» INSTRUCTIONS TO FOLLOW: Convert the records below into a numbered list, one entry per line, and omit any blank lines.

==== THE DATA

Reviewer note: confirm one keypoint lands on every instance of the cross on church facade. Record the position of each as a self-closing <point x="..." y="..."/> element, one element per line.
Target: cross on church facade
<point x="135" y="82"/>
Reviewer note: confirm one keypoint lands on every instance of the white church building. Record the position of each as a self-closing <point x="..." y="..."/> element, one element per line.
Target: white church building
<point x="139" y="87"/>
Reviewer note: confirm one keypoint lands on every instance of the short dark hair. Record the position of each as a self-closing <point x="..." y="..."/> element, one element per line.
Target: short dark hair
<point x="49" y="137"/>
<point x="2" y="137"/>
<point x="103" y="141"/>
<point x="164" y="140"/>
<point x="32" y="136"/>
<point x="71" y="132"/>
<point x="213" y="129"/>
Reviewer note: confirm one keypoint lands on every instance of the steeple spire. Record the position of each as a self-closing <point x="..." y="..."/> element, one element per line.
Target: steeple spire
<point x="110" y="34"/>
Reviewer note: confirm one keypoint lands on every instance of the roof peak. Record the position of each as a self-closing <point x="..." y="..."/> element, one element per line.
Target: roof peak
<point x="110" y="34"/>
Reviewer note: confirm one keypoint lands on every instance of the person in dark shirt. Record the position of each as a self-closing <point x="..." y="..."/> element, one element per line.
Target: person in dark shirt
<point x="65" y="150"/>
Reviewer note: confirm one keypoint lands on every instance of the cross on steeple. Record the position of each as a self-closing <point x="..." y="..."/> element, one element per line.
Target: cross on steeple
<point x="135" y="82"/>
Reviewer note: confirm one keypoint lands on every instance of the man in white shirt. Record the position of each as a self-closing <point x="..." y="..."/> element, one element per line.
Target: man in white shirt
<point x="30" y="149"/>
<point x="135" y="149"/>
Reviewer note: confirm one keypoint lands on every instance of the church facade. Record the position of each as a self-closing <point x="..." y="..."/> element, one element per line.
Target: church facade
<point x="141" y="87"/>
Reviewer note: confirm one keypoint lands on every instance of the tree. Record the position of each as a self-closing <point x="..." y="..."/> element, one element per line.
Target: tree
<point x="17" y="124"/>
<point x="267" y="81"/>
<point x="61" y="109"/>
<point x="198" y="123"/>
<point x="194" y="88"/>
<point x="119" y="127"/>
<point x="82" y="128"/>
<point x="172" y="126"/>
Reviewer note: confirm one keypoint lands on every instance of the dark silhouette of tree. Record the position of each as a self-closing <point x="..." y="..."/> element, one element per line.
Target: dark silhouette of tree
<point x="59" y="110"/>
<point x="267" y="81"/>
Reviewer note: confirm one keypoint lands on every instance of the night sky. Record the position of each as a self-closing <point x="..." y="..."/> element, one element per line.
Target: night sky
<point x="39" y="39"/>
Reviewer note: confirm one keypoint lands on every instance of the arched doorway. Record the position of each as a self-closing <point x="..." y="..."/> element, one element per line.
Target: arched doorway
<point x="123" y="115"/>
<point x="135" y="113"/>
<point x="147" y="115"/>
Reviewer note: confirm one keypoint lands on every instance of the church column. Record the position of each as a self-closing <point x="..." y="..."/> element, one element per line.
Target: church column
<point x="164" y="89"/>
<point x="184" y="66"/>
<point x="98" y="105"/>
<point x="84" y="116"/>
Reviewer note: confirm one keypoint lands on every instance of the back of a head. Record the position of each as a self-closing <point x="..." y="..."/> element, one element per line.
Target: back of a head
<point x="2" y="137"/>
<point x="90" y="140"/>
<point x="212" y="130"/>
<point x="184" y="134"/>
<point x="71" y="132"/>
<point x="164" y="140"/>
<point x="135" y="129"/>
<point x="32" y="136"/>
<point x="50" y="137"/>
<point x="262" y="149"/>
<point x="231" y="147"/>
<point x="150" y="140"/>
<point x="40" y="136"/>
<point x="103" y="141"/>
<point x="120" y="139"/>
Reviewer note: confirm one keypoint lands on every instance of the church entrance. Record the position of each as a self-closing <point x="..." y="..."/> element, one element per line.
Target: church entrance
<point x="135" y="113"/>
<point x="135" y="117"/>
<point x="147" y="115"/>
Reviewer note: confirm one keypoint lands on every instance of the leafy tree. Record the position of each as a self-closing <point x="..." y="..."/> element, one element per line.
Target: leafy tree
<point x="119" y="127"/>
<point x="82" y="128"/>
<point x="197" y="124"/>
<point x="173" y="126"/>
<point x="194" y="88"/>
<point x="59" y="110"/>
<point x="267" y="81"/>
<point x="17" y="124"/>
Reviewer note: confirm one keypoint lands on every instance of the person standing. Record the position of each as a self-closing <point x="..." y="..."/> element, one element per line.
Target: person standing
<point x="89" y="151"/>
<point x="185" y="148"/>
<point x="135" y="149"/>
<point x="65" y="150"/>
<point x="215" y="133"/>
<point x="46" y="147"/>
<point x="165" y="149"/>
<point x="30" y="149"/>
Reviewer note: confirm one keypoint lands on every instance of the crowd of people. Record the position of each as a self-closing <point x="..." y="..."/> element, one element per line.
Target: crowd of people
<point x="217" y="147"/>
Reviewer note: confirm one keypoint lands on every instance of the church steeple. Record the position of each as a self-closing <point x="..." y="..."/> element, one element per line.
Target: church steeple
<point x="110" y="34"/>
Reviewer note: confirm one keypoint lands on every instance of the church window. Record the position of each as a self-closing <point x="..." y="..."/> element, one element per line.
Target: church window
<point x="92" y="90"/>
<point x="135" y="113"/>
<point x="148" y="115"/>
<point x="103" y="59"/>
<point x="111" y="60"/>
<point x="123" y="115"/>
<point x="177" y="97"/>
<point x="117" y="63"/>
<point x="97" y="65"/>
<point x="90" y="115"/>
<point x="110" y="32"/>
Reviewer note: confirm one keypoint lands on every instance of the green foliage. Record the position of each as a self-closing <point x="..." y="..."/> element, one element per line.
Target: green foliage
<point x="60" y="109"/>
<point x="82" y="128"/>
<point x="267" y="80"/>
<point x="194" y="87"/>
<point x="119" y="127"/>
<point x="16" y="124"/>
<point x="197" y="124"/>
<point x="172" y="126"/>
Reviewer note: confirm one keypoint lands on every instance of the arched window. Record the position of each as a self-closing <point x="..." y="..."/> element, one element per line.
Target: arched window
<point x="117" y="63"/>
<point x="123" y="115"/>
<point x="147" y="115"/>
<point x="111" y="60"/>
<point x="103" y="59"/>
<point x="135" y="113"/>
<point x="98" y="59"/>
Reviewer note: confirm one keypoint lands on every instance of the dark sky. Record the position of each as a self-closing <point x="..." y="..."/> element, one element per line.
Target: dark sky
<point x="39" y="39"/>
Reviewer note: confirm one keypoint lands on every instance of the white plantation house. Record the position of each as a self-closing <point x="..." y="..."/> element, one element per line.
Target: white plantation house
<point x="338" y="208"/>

========

» RIGHT ANSWER:
1. Reviewer note: confirm one keypoint lands on every instance of the cross on church facade. Record the position of each as a self-closing <point x="..." y="..."/> element, one element per line.
2. Target: cross on church facade
3. <point x="135" y="82"/>
4. Reviewer note: confirm one keypoint lands on every instance of the white church building. Record the position of each as a self-closing <point x="..." y="..."/> element, one element per line.
5. Target: white church building
6. <point x="139" y="87"/>
7. Reviewer note: confirm one keypoint lands on every instance of the short dark hair. Record the position of each as a self-closing <point x="..." y="..."/> element, one element per line.
8. Target: short dark hair
9. <point x="49" y="137"/>
10. <point x="2" y="137"/>
11. <point x="103" y="141"/>
12. <point x="164" y="140"/>
13. <point x="32" y="136"/>
14. <point x="71" y="132"/>
15. <point x="213" y="129"/>
16. Reviewer note: confirm one keypoint lands on every instance of the steeple spire. Record the position of each as a self-closing <point x="..." y="..."/> element, one element per line.
17. Target: steeple spire
18. <point x="110" y="34"/>
19. Reviewer note: confirm one keypoint lands on every instance of the roof peak. Record the position of each as a self-closing <point x="..." y="..."/> element, one element per line.
20. Target: roof peak
21. <point x="110" y="34"/>
22. Reviewer note: confirm one keypoint lands on every instance of the person in dark shirt. Record the position of each as a self-closing <point x="..." y="..."/> element, one element per line.
23. Target: person in dark shirt
24. <point x="65" y="150"/>
25. Reviewer note: confirm one keypoint lands on every instance of the cross on steeple. Record the position of each as a self-closing <point x="..." y="..."/> element, one element per line.
26. Target: cross on steeple
27. <point x="135" y="82"/>
28. Reviewer note: confirm one keypoint lands on every instance of the man in white shirt. Record the position of each as a self-closing <point x="..." y="..."/> element, one element per line.
29. Target: man in white shirt
30. <point x="30" y="149"/>
31. <point x="135" y="149"/>
32. Reviewer note: confirm one keypoint lands on every instance of the church facade. Record the position of each as a self-closing <point x="..." y="..."/> element, one element per line.
33. Target: church facade
34. <point x="141" y="87"/>
35. Reviewer note: confirm one keypoint lands on every instance of the tree. Record the position of each as a self-closing <point x="..." y="..."/> element, one element per line.
36. Target: tree
37. <point x="17" y="124"/>
38. <point x="267" y="81"/>
39. <point x="61" y="109"/>
40. <point x="198" y="123"/>
41. <point x="194" y="88"/>
42. <point x="119" y="127"/>
43. <point x="82" y="128"/>
44. <point x="172" y="126"/>
45. Reviewer note: confirm one keypoint lands on every instance of the dark silhouette of tree. Record the position of each as a self-closing <point x="..." y="..."/> element, one element per line.
46. Target: dark silhouette of tree
47. <point x="59" y="110"/>
48. <point x="267" y="81"/>
49. Reviewer note: confirm one keypoint lands on every instance of the night sky. Record the position of each as a self-closing <point x="..." y="..."/> element, one element per line.
50. Target: night sky
51. <point x="39" y="39"/>
52. Reviewer note: confirm one keypoint lands on every instance of the arched doorway. Record the position of each as a self-closing <point x="..." y="..."/> element, one element per line.
53. Target: arched doorway
54. <point x="123" y="115"/>
55. <point x="135" y="113"/>
56. <point x="147" y="115"/>
57. Reviewer note: confirm one keypoint lands on every instance of the church column. Record the position of each as a self-closing <point x="..." y="..."/> element, one element per line.
58. Target: church column
59. <point x="164" y="89"/>
60. <point x="184" y="66"/>
61. <point x="98" y="105"/>
62. <point x="84" y="116"/>
63. Reviewer note: confirm one keypoint lands on every instance of the back of a head. Record the position of each as a self-closing <point x="..." y="..."/> element, one element per line.
64. Target: back of a head
65. <point x="2" y="137"/>
66. <point x="90" y="140"/>
67. <point x="212" y="130"/>
68. <point x="184" y="134"/>
69. <point x="71" y="132"/>
70. <point x="164" y="140"/>
71. <point x="135" y="129"/>
72. <point x="32" y="136"/>
73. <point x="50" y="137"/>
74. <point x="262" y="149"/>
75. <point x="231" y="147"/>
76. <point x="150" y="140"/>
77. <point x="40" y="136"/>
78. <point x="103" y="141"/>
79. <point x="120" y="139"/>
80. Reviewer note: confirm one keypoint lands on every instance of the church entrance. Record the position of each as a self-closing <point x="..." y="..."/> element, one element per line.
81. Target: church entrance
82. <point x="135" y="113"/>
83. <point x="135" y="117"/>
84. <point x="147" y="115"/>
85. Reviewer note: confirm one keypoint lands on every instance of the leafy tree. Record the position of each as a self-closing <point x="..." y="..."/> element, one element per line.
86. Target: leafy tree
87. <point x="119" y="127"/>
88. <point x="82" y="128"/>
89. <point x="197" y="124"/>
90. <point x="173" y="126"/>
91. <point x="194" y="88"/>
92. <point x="59" y="110"/>
93. <point x="267" y="81"/>
94. <point x="17" y="124"/>
95. Reviewer note: confirm one keypoint lands on every instance of the person standing. Record the position of each as a self-closing <point x="..." y="..."/> element, one element per line.
96. Target: person standing
97. <point x="89" y="151"/>
98. <point x="185" y="148"/>
99. <point x="135" y="149"/>
100. <point x="65" y="150"/>
101. <point x="215" y="133"/>
102. <point x="46" y="147"/>
103. <point x="165" y="149"/>
104. <point x="30" y="149"/>
105. Reviewer note: confirm one keypoint lands on every instance of the crowd of people. Record the position of each as a self-closing <point x="..." y="..."/> element, one element per line.
106. Target: crowd of people
107. <point x="217" y="147"/>
108. Reviewer note: confirm one keypoint lands on every instance of the church steeple. Record the position of each as a self-closing <point x="..." y="..."/> element, one element per line.
109. Target: church steeple
110. <point x="110" y="34"/>
111. Reviewer note: confirm one keypoint lands on every instance of the church window. Record the position of each as a self-closing <point x="..." y="..."/> element, one element per line.
112. Target: church window
113. <point x="92" y="90"/>
114. <point x="135" y="113"/>
115. <point x="148" y="115"/>
116. <point x="103" y="59"/>
117. <point x="111" y="60"/>
118. <point x="123" y="115"/>
119. <point x="177" y="97"/>
120. <point x="117" y="63"/>
121. <point x="97" y="65"/>
122. <point x="90" y="115"/>
123. <point x="110" y="32"/>
124. Reviewer note: confirm one keypoint lands on every instance of the green foliage. Record the position of each as a self-closing <point x="..." y="..."/> element, one element per line.
125. Target: green foliage
126. <point x="60" y="109"/>
127. <point x="82" y="128"/>
128. <point x="267" y="80"/>
129. <point x="194" y="87"/>
130. <point x="119" y="127"/>
131. <point x="16" y="124"/>
132. <point x="197" y="124"/>
133. <point x="172" y="126"/>
134. Reviewer note: confirm one keypoint lands on every instance of the arched window. Record the position of each as a self-closing <point x="..." y="..."/> element, one element per line.
135. Target: arched window
136. <point x="117" y="63"/>
137. <point x="123" y="115"/>
138. <point x="147" y="115"/>
139. <point x="111" y="60"/>
140. <point x="103" y="59"/>
141. <point x="135" y="113"/>
142. <point x="98" y="59"/>
143. Reviewer note: confirm one keypoint lands on every instance of the dark sky. Record the position of each as a self-closing <point x="..." y="..."/> element, one element per line.
144. Target: dark sky
145. <point x="39" y="39"/>
146. Reviewer note: confirm one keypoint lands on every instance of the white plantation house. Record the position of each as a self-closing <point x="..." y="..."/> element, one element per line.
147. Target: white plantation house
148. <point x="338" y="208"/>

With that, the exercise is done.